— DATA EXTRACT —
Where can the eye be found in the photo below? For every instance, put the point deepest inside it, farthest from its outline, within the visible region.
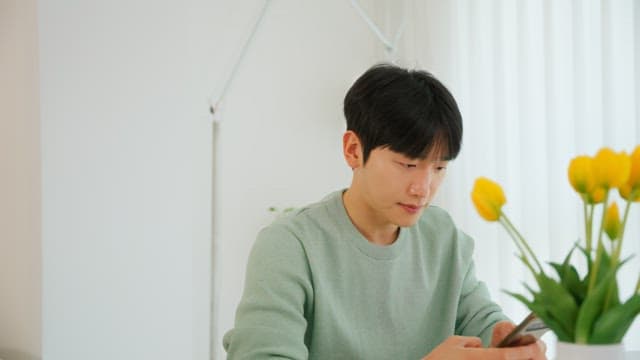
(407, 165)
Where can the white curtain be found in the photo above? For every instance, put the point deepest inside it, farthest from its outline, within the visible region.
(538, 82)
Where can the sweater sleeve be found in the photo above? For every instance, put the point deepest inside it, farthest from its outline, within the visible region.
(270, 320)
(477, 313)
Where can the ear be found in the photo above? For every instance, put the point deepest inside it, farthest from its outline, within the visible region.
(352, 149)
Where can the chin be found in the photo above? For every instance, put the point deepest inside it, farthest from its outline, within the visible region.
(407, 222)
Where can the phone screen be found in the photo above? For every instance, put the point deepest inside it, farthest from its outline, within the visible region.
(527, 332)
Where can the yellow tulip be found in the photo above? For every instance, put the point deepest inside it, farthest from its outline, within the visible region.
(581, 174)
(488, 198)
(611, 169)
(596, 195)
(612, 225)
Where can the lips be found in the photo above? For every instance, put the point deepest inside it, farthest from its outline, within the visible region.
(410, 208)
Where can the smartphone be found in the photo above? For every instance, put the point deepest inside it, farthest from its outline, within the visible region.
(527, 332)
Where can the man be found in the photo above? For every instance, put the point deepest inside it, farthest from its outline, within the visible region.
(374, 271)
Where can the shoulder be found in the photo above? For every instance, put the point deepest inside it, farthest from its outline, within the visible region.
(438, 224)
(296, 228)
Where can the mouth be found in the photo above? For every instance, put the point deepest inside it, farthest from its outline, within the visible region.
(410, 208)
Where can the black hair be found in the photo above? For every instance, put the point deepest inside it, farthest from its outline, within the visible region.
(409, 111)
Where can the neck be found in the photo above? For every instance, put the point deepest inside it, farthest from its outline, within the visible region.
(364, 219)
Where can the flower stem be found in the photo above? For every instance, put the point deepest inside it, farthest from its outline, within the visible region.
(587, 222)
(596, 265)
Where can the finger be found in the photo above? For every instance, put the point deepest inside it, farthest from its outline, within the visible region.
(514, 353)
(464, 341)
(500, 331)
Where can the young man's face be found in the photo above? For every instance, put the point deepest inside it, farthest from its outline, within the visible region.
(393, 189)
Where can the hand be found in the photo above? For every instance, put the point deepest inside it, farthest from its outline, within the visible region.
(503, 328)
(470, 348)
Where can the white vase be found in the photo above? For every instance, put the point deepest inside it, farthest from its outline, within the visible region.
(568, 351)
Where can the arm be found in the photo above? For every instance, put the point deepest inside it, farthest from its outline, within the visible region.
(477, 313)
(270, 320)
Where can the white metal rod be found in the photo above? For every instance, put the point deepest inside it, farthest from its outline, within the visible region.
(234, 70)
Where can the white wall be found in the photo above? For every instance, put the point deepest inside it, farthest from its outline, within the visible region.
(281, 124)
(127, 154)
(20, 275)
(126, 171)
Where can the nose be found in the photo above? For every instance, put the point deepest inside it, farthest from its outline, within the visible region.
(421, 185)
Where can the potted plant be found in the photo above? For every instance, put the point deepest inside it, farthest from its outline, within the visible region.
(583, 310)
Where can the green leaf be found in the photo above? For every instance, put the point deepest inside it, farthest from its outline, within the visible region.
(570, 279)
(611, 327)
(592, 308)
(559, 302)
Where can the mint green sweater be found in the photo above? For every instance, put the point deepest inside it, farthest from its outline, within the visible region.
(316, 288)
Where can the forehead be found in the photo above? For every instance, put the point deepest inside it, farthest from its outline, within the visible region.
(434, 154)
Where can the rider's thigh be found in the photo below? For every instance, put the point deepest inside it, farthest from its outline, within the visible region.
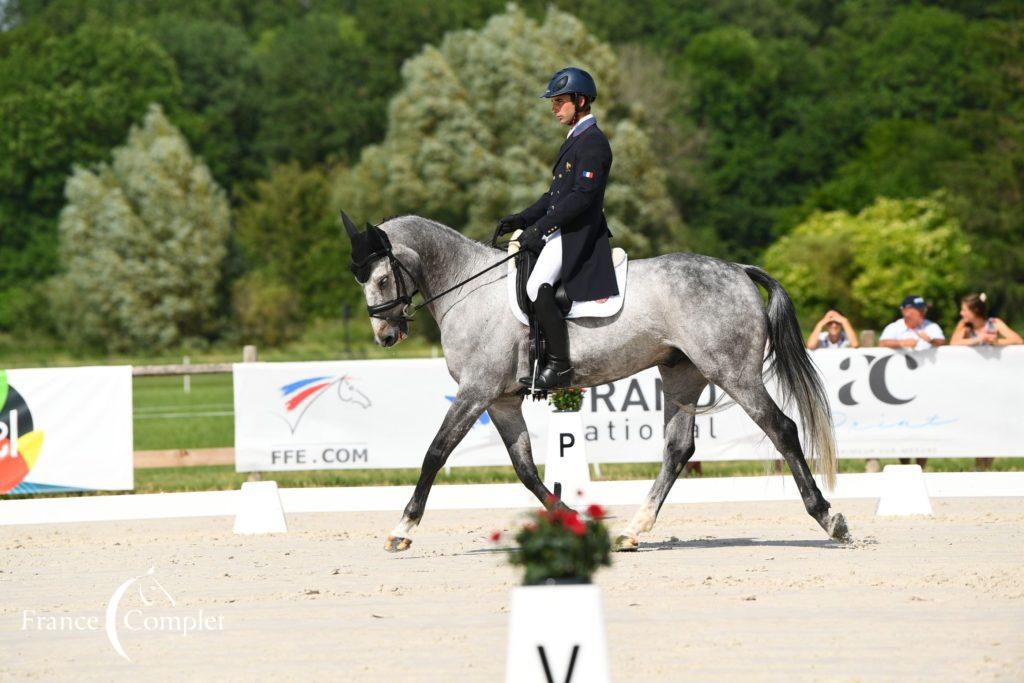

— TASK STATEMENT —
The data is to be restated word for word, with any pictures set aside.

— EXERCISE OUTPUT —
Where can the eye be found in the photo below? For every instance, put the point deepest inside it, farthest from its outline, within the visible region.
(407, 165)
Where can the white curtain be found in the photo above? For every instance, put the point deepest inside it, farthest from its outline, within the visible region.
(538, 82)
Where can the sweater sleeve be found in the photo above? For every instance, put the point deepest inside it, farthest from its outline, within the visible region.
(270, 320)
(477, 313)
Where can the ear be found in the photo above? For every instance, put the point deepest inside it, farthest from its outline, within the visible region.
(352, 149)
Where can the chin be found in the photo above? For every instance, put the point deepest inside it, farthest from its outline, within the visible region.
(407, 222)
Where can the phone screen be found in the photo above? For every instance, put the point deepest inside it, farthest from its outline, within the visible region.
(527, 332)
Where can the yellow tulip be found in the photo above? For every instance, put the point deepest inside it, farthest from its outline, within the visible region.
(581, 174)
(488, 198)
(611, 169)
(596, 195)
(612, 225)
Where can the lips be found in the photo above? For every instance, put the point deepest inside it, farthest from its outline, within the visible region.
(410, 208)
Where can the smartphone be found in the photo above? For every instance, put the point deepest inside it, farthest from its outline, within the visible region.
(527, 332)
Where can the man be found in the photo above? For every instance, put the point deepest inside it, farthest from its outline, within the visible region.
(374, 271)
Where can the shoulder be found in the photo above? For every instance, put the point deepest inside it, farthest from its outline, within the visible region.
(438, 224)
(296, 228)
Where can the mouth be found in the photo above? For every instance, put the point deepest inside it, farthest from its outline, within the visible region.
(410, 208)
Where can the black hair be found in the photo above? For every instance, put the point deepest inside it, farthest from its outline, within the visible region.
(409, 111)
Where can the neck be found in the photo above? For every instance, put the point deepest inside it, farthest from its outline, within the visible region.
(364, 219)
Where can the flower stem be found in the photo above? For every instance, put the point deepest inside it, farthest from its outline, within the visible region.
(587, 222)
(596, 265)
Where can the finger be found in the photo above? For every instance, put the point deepest inside it, farthest from its outline, within the visible region.
(514, 353)
(464, 341)
(500, 331)
Where can the young man's face be found in the photo above? For every instance, put the point deepest inside it, farthest from its outline, within the visible region.
(393, 189)
Where can the hand be found in the photo above? For every instance, put the point deepest inside it, farthest from its outline, within the visible region.
(503, 328)
(470, 348)
Where can the white vase be found in the photo above? For every instance, put the point deepest inside it, farthest from its outline, within the visible region.
(568, 351)
Where can the arm be found in the photo above? For every instance, put the point deepest inside it, farthest from its outline, within the visible region.
(477, 313)
(270, 320)
Where can the white metal rod be found in the photo above? For every instance, put the point deepest inside it, farthest from its outline, within the visible region.
(234, 70)
Where can the white wall be found in the photo above? For every instance, put the point deepest inside it, farthest from its outline, within the visible region.
(281, 124)
(127, 154)
(20, 275)
(126, 171)
Where can the nose be found in the photo above? For every instance, put the point deepest inside it, farthest from its outline, within the visible region.
(421, 185)
Where can the potted plant be found in the photo above? For every instance, put the point deepest inside it, farthest from its outline, within the visible region.
(583, 310)
Where can the green leaf be found in the photo above? For every instance, put the point deepest inside it, farthest from its outline, within the visible region.
(570, 279)
(611, 327)
(592, 308)
(559, 302)
Where can the mint green sweater be found in the photo above? For every instance, put the point deepest inside it, farthest from its outline, within the visible region.
(316, 288)
Where can the forehead be found in the photo above? For every instance, put the point deepest inside it, farthest from its outline, within the visible region.
(434, 154)
Where can the rider's thigh be found in the photo below? For every instance, put the point deepest inside it, farthest from its outline, within the visible region.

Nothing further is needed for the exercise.